** Entries supplied follows **
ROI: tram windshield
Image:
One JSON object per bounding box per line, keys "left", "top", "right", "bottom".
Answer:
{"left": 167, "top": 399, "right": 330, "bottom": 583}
** End of Entries supplied **
# [About this task]
Return the material above in full, exactly as it appears.

# [Exercise response]
ROI: tram windshield
Image:
One JSON object per bounding box per line, keys "left", "top", "right", "bottom".
Answer:
{"left": 167, "top": 399, "right": 330, "bottom": 583}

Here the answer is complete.